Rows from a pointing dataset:
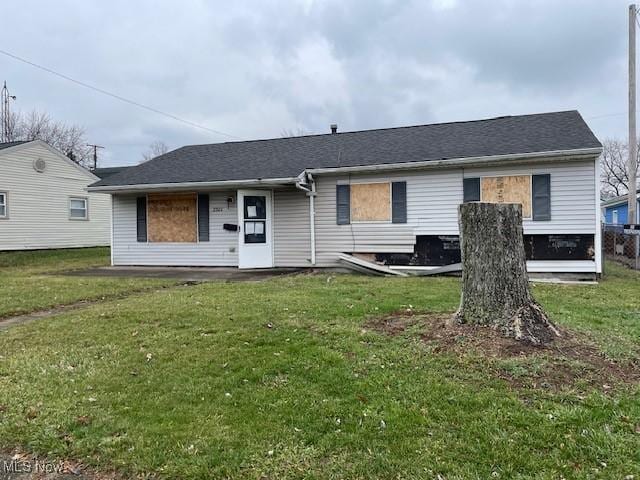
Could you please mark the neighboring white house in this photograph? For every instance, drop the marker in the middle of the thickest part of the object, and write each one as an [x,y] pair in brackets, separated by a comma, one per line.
[44,202]
[389,194]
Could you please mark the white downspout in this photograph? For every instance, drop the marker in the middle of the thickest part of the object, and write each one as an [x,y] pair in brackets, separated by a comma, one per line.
[312,218]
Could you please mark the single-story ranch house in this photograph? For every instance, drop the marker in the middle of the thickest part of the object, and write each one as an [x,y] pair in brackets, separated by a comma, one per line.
[44,201]
[389,194]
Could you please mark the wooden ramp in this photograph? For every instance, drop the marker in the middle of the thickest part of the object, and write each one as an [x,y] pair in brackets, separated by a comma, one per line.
[370,268]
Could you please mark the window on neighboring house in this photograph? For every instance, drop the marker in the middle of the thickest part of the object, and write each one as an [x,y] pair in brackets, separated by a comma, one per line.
[378,202]
[3,205]
[78,208]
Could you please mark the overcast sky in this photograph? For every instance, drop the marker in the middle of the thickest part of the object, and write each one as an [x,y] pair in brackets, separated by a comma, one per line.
[257,69]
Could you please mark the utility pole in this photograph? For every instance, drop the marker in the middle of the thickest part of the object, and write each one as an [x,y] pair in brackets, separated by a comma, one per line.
[6,133]
[95,154]
[633,139]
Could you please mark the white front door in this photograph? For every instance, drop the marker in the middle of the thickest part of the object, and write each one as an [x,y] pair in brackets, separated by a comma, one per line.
[255,248]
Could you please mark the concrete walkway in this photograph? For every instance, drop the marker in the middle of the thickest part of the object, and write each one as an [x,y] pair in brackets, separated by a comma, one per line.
[187,274]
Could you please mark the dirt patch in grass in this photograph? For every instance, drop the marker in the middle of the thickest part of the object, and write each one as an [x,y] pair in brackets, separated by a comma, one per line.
[571,362]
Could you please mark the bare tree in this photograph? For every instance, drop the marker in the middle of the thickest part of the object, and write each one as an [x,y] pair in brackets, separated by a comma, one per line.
[156,149]
[69,139]
[613,163]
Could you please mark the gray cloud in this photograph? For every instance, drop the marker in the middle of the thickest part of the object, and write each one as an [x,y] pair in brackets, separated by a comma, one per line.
[256,69]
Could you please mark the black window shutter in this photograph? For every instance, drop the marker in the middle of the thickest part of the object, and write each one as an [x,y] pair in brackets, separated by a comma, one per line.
[203,217]
[343,204]
[541,197]
[471,188]
[399,202]
[141,218]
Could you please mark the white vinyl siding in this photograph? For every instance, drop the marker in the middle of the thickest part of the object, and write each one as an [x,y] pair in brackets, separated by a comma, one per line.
[38,203]
[433,197]
[3,205]
[291,229]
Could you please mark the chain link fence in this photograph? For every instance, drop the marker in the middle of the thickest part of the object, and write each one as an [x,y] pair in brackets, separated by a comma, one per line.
[620,246]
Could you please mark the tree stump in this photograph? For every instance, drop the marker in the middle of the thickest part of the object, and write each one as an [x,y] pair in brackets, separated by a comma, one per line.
[495,284]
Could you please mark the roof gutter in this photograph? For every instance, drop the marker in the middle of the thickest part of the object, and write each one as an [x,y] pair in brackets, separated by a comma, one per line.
[484,160]
[191,185]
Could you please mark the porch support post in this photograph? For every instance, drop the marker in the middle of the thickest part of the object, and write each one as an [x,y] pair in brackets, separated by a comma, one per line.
[312,218]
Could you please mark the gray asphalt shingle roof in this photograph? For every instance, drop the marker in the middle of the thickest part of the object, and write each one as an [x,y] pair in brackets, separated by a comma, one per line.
[103,173]
[10,144]
[288,157]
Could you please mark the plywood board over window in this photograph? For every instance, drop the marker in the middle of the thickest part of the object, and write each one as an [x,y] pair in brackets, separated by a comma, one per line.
[172,217]
[508,189]
[371,202]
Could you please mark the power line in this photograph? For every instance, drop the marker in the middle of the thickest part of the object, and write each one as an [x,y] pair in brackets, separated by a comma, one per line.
[117,97]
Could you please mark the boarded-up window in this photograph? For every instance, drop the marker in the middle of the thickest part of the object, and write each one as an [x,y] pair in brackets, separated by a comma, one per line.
[370,202]
[508,189]
[172,217]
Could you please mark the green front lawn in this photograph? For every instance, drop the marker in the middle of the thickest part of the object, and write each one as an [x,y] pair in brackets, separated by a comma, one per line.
[32,280]
[283,379]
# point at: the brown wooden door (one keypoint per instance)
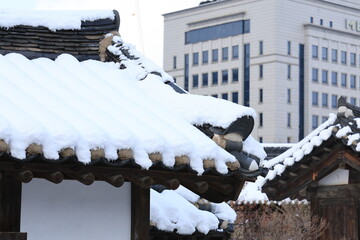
(342, 215)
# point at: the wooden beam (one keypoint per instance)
(115, 180)
(10, 204)
(24, 176)
(197, 187)
(84, 178)
(140, 213)
(143, 182)
(13, 236)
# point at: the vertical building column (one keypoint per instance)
(140, 213)
(10, 204)
(301, 91)
(186, 72)
(246, 71)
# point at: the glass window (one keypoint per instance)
(289, 119)
(343, 79)
(205, 79)
(225, 53)
(324, 98)
(315, 74)
(261, 47)
(235, 97)
(334, 55)
(235, 51)
(289, 95)
(334, 78)
(195, 58)
(315, 51)
(353, 59)
(324, 54)
(224, 96)
(334, 101)
(214, 78)
(218, 31)
(205, 57)
(224, 74)
(324, 75)
(343, 57)
(323, 119)
(215, 55)
(315, 98)
(353, 101)
(289, 48)
(261, 71)
(235, 74)
(315, 121)
(352, 81)
(195, 80)
(174, 62)
(289, 71)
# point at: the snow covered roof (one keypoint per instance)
(93, 105)
(343, 128)
(53, 20)
(186, 216)
(48, 34)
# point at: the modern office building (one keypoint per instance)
(290, 60)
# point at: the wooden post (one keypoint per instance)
(10, 204)
(140, 213)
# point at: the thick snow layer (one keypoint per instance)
(187, 194)
(54, 20)
(195, 109)
(299, 150)
(250, 145)
(171, 211)
(251, 193)
(140, 59)
(223, 211)
(88, 105)
(174, 210)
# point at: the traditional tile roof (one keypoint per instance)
(342, 129)
(50, 33)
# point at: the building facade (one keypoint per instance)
(290, 60)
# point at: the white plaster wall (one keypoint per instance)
(73, 211)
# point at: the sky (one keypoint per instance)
(141, 21)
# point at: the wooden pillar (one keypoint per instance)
(140, 213)
(10, 204)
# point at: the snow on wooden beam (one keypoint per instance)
(54, 177)
(84, 178)
(115, 180)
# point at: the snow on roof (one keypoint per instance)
(90, 105)
(184, 216)
(54, 20)
(192, 108)
(296, 153)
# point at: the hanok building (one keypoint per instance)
(73, 120)
(288, 59)
(324, 168)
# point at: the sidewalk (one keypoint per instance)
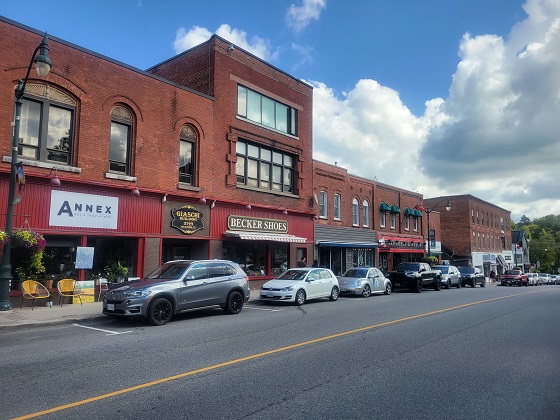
(68, 313)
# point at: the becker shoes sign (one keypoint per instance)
(83, 210)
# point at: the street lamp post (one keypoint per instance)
(428, 211)
(43, 66)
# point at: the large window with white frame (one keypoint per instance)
(336, 206)
(323, 204)
(355, 212)
(266, 111)
(264, 168)
(47, 123)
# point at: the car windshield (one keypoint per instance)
(513, 272)
(171, 270)
(356, 272)
(408, 266)
(293, 275)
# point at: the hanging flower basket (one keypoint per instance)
(28, 239)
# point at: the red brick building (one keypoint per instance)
(475, 233)
(213, 181)
(366, 223)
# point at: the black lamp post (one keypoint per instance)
(428, 211)
(43, 66)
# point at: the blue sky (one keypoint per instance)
(435, 96)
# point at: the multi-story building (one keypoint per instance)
(475, 233)
(195, 158)
(362, 222)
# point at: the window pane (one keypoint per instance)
(265, 175)
(254, 106)
(186, 162)
(282, 117)
(242, 101)
(118, 148)
(253, 151)
(252, 168)
(267, 111)
(30, 121)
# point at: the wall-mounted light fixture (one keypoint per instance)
(55, 182)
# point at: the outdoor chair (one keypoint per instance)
(68, 288)
(33, 290)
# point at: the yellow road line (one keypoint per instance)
(254, 356)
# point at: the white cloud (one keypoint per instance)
(496, 136)
(257, 46)
(299, 17)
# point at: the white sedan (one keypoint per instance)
(364, 281)
(300, 284)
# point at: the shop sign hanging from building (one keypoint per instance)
(187, 219)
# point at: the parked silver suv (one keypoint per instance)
(180, 286)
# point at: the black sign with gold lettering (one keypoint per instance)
(187, 219)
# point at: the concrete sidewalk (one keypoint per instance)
(68, 313)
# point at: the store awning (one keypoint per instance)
(259, 236)
(348, 244)
(384, 207)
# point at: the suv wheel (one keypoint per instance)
(300, 297)
(160, 312)
(334, 294)
(234, 303)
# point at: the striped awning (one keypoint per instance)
(259, 236)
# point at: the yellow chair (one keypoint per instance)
(33, 290)
(68, 288)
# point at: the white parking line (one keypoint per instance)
(102, 330)
(262, 309)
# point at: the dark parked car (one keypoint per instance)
(472, 276)
(180, 286)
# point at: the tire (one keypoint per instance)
(234, 303)
(300, 297)
(334, 294)
(367, 291)
(388, 288)
(160, 312)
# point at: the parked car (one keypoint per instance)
(545, 279)
(533, 279)
(180, 286)
(301, 284)
(514, 278)
(450, 275)
(364, 281)
(472, 276)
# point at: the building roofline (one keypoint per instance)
(102, 57)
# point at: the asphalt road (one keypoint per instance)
(483, 353)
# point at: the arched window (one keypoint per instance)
(120, 143)
(47, 124)
(187, 150)
(355, 212)
(365, 205)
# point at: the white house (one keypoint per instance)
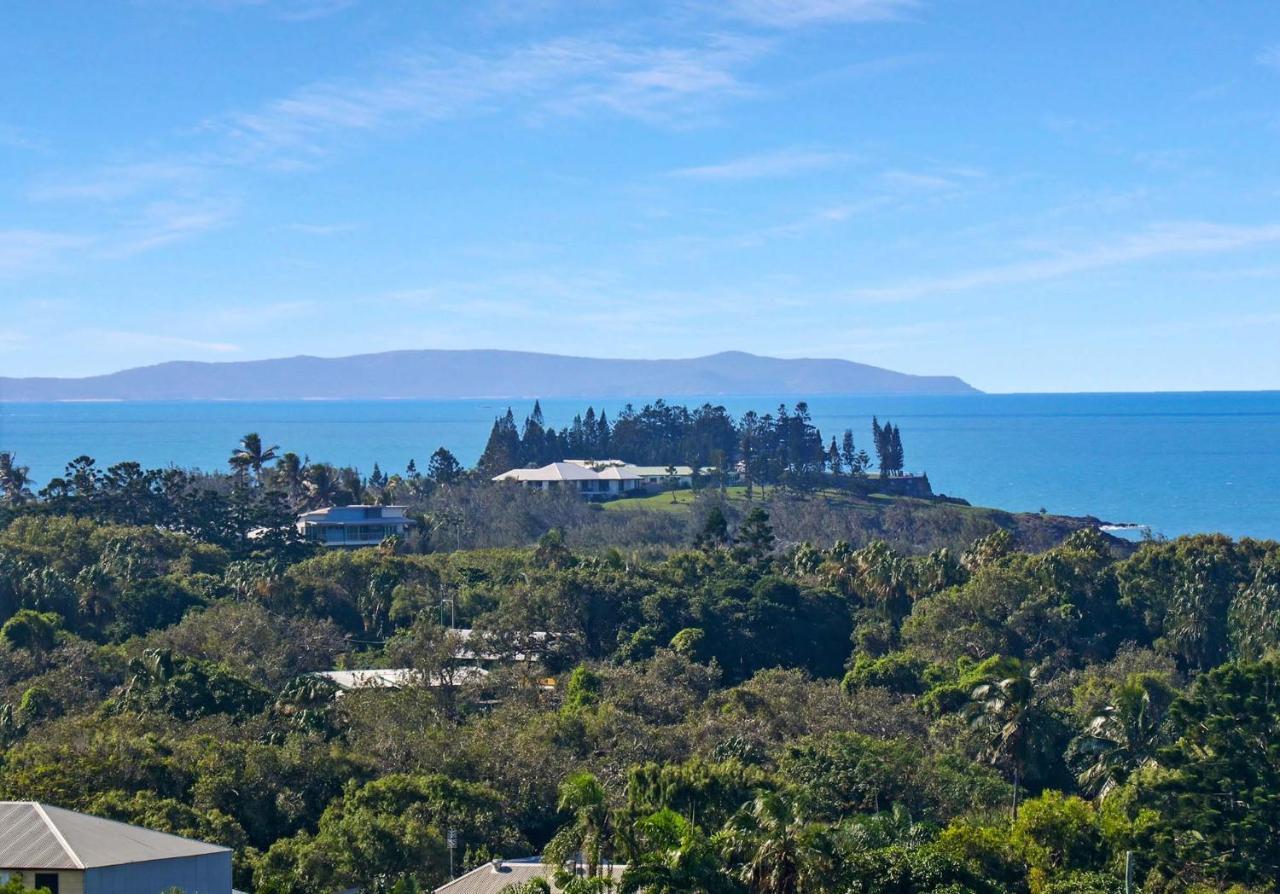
(76, 853)
(588, 482)
(353, 525)
(496, 875)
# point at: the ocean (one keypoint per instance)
(1176, 463)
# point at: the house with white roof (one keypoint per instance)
(496, 875)
(353, 525)
(76, 853)
(577, 477)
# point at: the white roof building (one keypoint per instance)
(600, 479)
(496, 875)
(77, 853)
(357, 525)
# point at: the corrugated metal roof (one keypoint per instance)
(492, 877)
(27, 842)
(39, 837)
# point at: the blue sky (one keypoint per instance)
(1032, 196)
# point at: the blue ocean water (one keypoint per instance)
(1179, 463)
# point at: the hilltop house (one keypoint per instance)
(603, 479)
(76, 853)
(474, 656)
(588, 482)
(497, 875)
(353, 525)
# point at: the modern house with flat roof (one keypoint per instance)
(579, 477)
(353, 525)
(76, 853)
(603, 479)
(496, 875)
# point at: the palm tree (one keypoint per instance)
(321, 484)
(882, 579)
(673, 857)
(289, 474)
(14, 480)
(1015, 720)
(1124, 735)
(95, 588)
(589, 835)
(252, 455)
(772, 849)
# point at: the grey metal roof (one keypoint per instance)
(39, 837)
(493, 876)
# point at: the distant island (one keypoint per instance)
(481, 373)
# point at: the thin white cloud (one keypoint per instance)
(321, 229)
(781, 163)
(799, 13)
(288, 10)
(915, 181)
(557, 77)
(18, 137)
(150, 341)
(1157, 241)
(118, 182)
(256, 314)
(24, 250)
(164, 223)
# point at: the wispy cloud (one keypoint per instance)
(164, 223)
(24, 250)
(781, 163)
(321, 229)
(288, 10)
(19, 137)
(1156, 241)
(799, 13)
(557, 77)
(151, 341)
(118, 182)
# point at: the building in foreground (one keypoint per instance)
(76, 853)
(353, 525)
(496, 875)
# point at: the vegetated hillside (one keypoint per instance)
(848, 719)
(458, 374)
(823, 518)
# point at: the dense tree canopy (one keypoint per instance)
(737, 711)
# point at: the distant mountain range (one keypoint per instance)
(457, 374)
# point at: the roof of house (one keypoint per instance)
(618, 473)
(552, 471)
(493, 876)
(355, 514)
(663, 471)
(39, 837)
(398, 678)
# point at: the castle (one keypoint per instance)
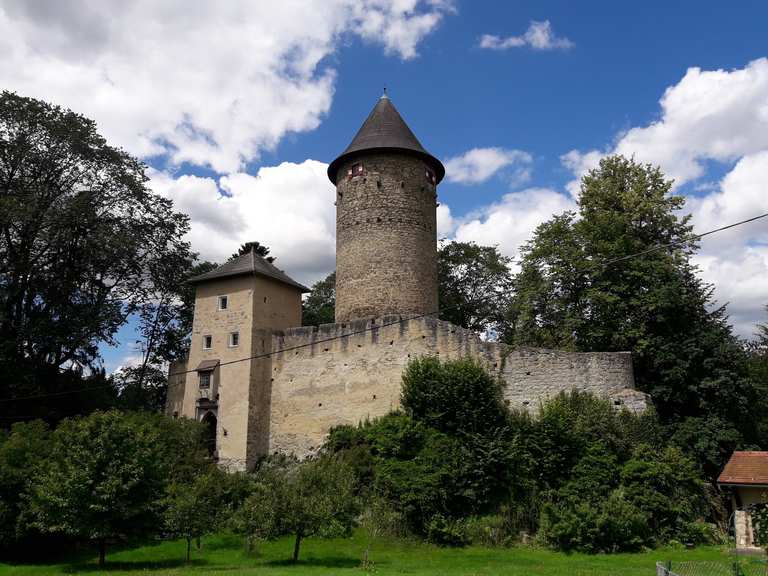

_WHAT YOU SHOULD DO_
Update the records from the line containing "# point at: the building in" through the end of the records so that "keypoint" becomes "marker", with nothing else altered. Give only those lines, without the pictures.

_SOLUTION TO THIS TASK_
# point at: the building in foreground (one marker per instance)
(76, 853)
(353, 525)
(496, 875)
# point at: the vegetated hillside (one marker per instance)
(848, 719)
(458, 374)
(823, 518)
# point at: the dense tree canopy (one marker per instance)
(737, 711)
# point at: the distant mountain range (one marker per instance)
(457, 374)
# point at: the roof of house (one marker per instance)
(618, 473)
(552, 471)
(493, 876)
(355, 514)
(663, 471)
(39, 837)
(398, 678)
# point at: the castle (one marker per instance)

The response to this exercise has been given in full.